TASK PROMPT
An exact copy is needed of the lines from the line holding "Can you spot the race" through the final line of the listing below, both included.
Start of SUPPLIED DATA
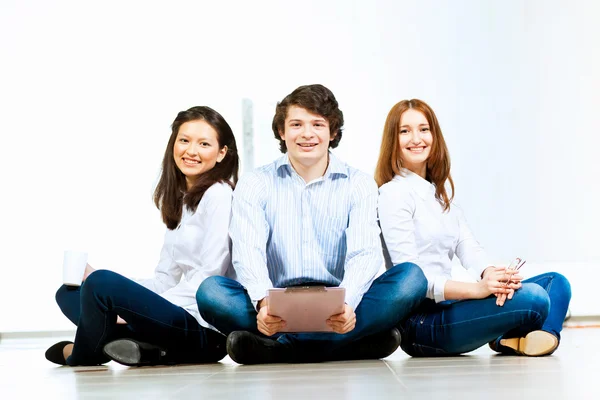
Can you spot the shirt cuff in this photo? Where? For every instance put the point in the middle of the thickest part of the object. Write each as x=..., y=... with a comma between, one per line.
x=353, y=298
x=257, y=293
x=439, y=284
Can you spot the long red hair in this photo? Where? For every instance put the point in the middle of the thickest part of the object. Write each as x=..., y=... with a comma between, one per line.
x=390, y=162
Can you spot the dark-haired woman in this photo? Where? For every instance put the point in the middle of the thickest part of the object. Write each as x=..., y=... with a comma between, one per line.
x=420, y=224
x=156, y=321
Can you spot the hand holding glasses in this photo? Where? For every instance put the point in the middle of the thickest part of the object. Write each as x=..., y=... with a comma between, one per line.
x=514, y=266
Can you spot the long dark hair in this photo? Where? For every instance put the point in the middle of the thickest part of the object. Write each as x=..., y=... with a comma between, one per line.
x=390, y=161
x=171, y=192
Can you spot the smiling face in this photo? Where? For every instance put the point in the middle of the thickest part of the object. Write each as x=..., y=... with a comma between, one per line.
x=196, y=149
x=415, y=141
x=307, y=138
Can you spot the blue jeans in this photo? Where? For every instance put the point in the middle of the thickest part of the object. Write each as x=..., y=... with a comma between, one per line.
x=455, y=327
x=225, y=304
x=94, y=307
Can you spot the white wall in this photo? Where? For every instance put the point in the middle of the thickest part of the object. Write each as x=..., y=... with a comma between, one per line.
x=88, y=91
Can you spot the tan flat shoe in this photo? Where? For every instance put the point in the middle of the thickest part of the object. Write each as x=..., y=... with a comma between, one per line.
x=536, y=343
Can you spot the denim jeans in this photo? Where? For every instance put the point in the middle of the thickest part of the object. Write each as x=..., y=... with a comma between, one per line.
x=225, y=304
x=455, y=327
x=94, y=307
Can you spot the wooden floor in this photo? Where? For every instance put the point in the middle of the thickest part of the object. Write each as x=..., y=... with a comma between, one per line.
x=573, y=372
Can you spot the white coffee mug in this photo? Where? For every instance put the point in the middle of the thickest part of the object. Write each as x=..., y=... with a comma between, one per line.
x=74, y=263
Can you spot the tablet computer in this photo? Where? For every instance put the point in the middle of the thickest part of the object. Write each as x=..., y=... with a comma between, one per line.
x=306, y=308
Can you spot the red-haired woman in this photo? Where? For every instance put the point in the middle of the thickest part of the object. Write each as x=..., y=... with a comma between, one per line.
x=156, y=321
x=420, y=224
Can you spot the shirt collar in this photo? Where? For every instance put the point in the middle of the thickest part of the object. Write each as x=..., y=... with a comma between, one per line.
x=336, y=166
x=423, y=187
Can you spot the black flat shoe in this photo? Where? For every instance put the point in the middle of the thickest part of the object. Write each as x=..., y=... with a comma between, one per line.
x=135, y=354
x=248, y=348
x=373, y=347
x=55, y=353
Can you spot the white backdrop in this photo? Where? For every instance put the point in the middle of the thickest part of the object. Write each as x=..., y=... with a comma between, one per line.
x=88, y=91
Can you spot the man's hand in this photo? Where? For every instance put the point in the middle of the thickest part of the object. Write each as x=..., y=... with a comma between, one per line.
x=268, y=324
x=343, y=322
x=499, y=281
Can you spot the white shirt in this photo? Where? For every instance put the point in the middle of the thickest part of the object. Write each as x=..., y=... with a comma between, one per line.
x=286, y=231
x=416, y=229
x=198, y=248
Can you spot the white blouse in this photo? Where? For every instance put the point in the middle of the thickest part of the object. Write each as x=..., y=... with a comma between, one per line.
x=416, y=229
x=198, y=248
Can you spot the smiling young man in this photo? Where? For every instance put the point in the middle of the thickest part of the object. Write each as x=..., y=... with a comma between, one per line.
x=309, y=218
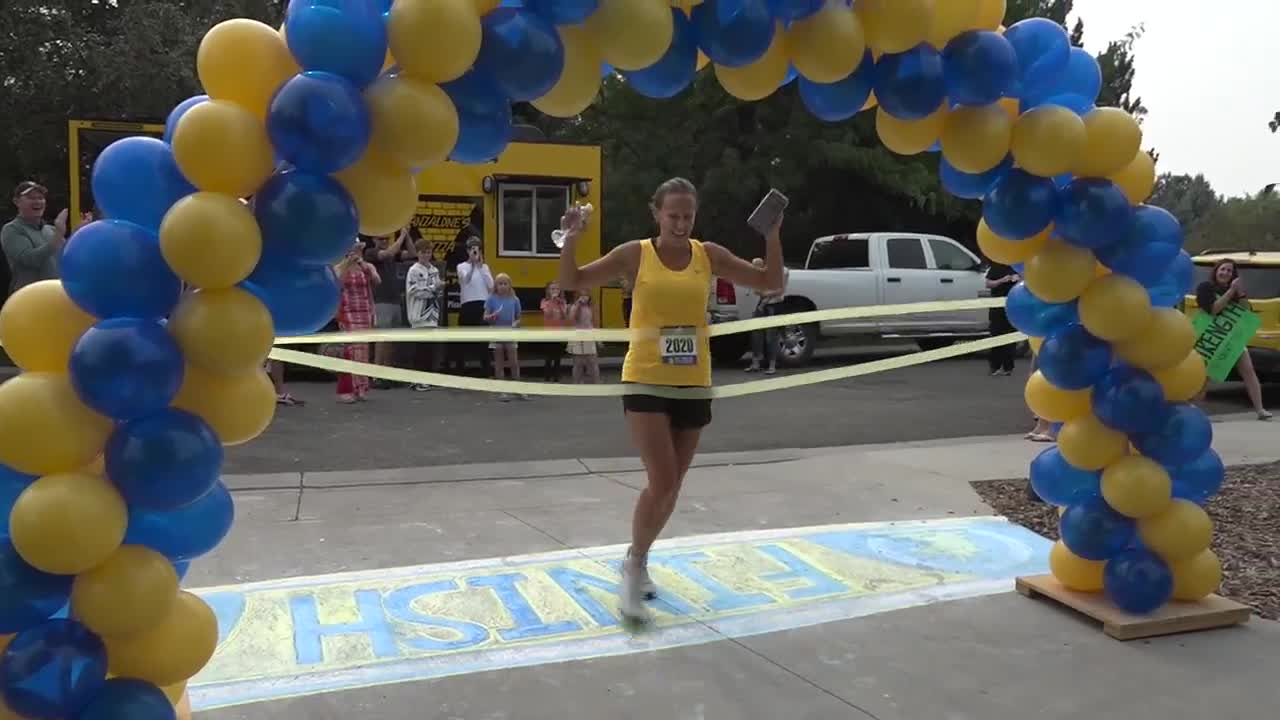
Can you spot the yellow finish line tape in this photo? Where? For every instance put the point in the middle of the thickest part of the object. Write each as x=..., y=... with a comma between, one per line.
x=736, y=390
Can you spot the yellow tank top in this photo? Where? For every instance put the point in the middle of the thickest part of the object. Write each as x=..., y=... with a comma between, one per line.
x=668, y=313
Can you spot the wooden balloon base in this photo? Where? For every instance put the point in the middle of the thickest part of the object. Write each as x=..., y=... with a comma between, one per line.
x=1214, y=611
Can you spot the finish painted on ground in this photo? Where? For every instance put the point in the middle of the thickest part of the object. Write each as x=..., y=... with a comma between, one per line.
x=328, y=633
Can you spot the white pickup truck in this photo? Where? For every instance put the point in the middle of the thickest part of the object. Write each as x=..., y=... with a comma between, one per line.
x=855, y=269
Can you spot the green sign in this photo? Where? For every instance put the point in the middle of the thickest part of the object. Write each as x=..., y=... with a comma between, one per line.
x=1221, y=338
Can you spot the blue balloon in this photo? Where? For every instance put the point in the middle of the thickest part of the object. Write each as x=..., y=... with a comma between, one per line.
x=305, y=218
x=1138, y=580
x=842, y=99
x=734, y=32
x=114, y=269
x=1093, y=531
x=1128, y=400
x=484, y=117
x=1020, y=205
x=344, y=37
x=1182, y=437
x=302, y=299
x=137, y=180
x=1093, y=213
x=27, y=596
x=968, y=185
x=979, y=67
x=1043, y=50
x=126, y=698
x=910, y=85
x=53, y=670
x=1060, y=483
x=187, y=532
x=319, y=122
x=675, y=69
x=1034, y=317
x=178, y=112
x=164, y=461
x=127, y=368
x=1200, y=479
x=1074, y=359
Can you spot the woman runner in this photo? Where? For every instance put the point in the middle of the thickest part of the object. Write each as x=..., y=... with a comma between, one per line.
x=671, y=276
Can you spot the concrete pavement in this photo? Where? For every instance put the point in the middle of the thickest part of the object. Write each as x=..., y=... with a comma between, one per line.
x=865, y=582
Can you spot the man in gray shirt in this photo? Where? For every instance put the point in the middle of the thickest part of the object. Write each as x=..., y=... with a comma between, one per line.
x=32, y=246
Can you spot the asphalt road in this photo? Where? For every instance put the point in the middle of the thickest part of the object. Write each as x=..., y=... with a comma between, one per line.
x=398, y=428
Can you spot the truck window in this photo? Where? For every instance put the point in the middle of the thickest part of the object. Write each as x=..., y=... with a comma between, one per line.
x=947, y=256
x=906, y=254
x=840, y=254
x=526, y=217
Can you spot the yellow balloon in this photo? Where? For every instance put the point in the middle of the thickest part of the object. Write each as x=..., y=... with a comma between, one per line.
x=223, y=147
x=976, y=140
x=40, y=324
x=1184, y=381
x=1054, y=404
x=245, y=62
x=910, y=137
x=238, y=408
x=68, y=523
x=385, y=195
x=1137, y=487
x=45, y=428
x=1088, y=445
x=1009, y=251
x=1197, y=577
x=1059, y=272
x=632, y=33
x=580, y=81
x=223, y=331
x=1112, y=137
x=895, y=26
x=210, y=240
x=828, y=45
x=760, y=78
x=1047, y=141
x=1180, y=532
x=434, y=40
x=1074, y=572
x=1115, y=308
x=412, y=121
x=170, y=651
x=132, y=591
x=1162, y=343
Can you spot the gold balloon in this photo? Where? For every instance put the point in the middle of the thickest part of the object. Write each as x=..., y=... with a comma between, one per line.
x=68, y=523
x=132, y=591
x=45, y=428
x=223, y=331
x=237, y=408
x=1115, y=308
x=1054, y=404
x=1046, y=141
x=210, y=240
x=245, y=62
x=173, y=650
x=434, y=40
x=976, y=140
x=1180, y=532
x=1059, y=272
x=40, y=324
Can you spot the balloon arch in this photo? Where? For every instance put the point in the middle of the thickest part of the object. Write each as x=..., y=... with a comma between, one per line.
x=112, y=438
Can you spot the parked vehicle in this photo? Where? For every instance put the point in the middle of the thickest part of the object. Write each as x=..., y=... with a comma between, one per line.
x=860, y=269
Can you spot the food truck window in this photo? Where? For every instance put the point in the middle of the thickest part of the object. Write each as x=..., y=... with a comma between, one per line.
x=528, y=214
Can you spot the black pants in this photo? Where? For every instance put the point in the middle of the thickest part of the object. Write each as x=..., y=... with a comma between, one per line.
x=1001, y=358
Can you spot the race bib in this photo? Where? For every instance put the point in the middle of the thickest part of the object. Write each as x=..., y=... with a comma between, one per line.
x=679, y=346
End of SUPPLIED DATA
WRITTEN ANSWER
Can you spot the race bib in this photo? Where? For every instance put the point in the middle of the thickest part of the object. Write each as x=..., y=... with a comma between, one per line.
x=679, y=346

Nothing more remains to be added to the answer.